#### Written problem
Reproduce the stretch of material below from the line containing "of the wispy" through its final line, word for word and nothing more.

⟨

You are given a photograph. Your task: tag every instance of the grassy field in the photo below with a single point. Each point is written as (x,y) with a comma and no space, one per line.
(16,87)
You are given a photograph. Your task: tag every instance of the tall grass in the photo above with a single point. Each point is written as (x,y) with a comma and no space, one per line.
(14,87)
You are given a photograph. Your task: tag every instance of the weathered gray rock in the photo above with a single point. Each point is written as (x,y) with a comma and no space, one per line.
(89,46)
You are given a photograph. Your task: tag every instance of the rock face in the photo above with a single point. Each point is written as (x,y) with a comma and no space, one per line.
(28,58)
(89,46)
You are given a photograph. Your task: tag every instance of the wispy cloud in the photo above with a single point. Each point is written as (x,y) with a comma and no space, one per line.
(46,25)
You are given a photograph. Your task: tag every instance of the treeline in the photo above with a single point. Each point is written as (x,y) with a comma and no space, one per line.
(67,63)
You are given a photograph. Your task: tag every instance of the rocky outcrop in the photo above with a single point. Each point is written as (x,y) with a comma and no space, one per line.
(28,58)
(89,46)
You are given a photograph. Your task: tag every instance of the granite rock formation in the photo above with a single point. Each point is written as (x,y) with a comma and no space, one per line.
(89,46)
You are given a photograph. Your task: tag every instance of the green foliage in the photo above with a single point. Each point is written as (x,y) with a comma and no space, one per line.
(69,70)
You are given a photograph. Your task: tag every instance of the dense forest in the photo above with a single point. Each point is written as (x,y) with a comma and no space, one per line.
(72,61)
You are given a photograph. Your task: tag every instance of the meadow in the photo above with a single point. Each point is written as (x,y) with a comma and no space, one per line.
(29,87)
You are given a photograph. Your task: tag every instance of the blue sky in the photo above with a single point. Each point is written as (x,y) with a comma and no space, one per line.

⟩

#### Completed exercise
You are given a photograph. Your task: tag every instance of the wispy cloud in the photo above with a single point. Each point is written as (x,y) with a comma and no space, one per line.
(46,25)
You are given a photograph. Your task: tag every instance of the treeline in the photo above with a single point. Each point is written as (x,y) with a comma and no space, one per line.
(67,63)
You are given a photograph. Your task: tag every instance of the rocky outcrop in the photo above with a single point. Each point is written as (x,y) with a comma and no space, one per line.
(28,58)
(89,46)
You are given a photograph. Your task: tag every instance of the granite rock formation in the photo above with a single point. Each point is written as (x,y) with a comma and no space, one per line.
(89,46)
You are given a photograph. Your task: tag every instance of the green foliage in the photo above with a single point. Each point is written as (x,y) with a comma and no space, one per line.
(69,70)
You are given a photograph. Your task: tag every instance of the dense forest in the photo above with a single point. Each point is written as (x,y) with a comma and no space, one per line.
(72,61)
You are given a photograph. Your task: tag every instance of the meadow in the photo above with a single point. Each point is written as (x,y) with a comma and no space, one per line.
(29,87)
You are given a photograph. Your task: tag every instance of the blue sky in the photo above with a single point. Each point is written as (x,y) with a comma and no space, one per line.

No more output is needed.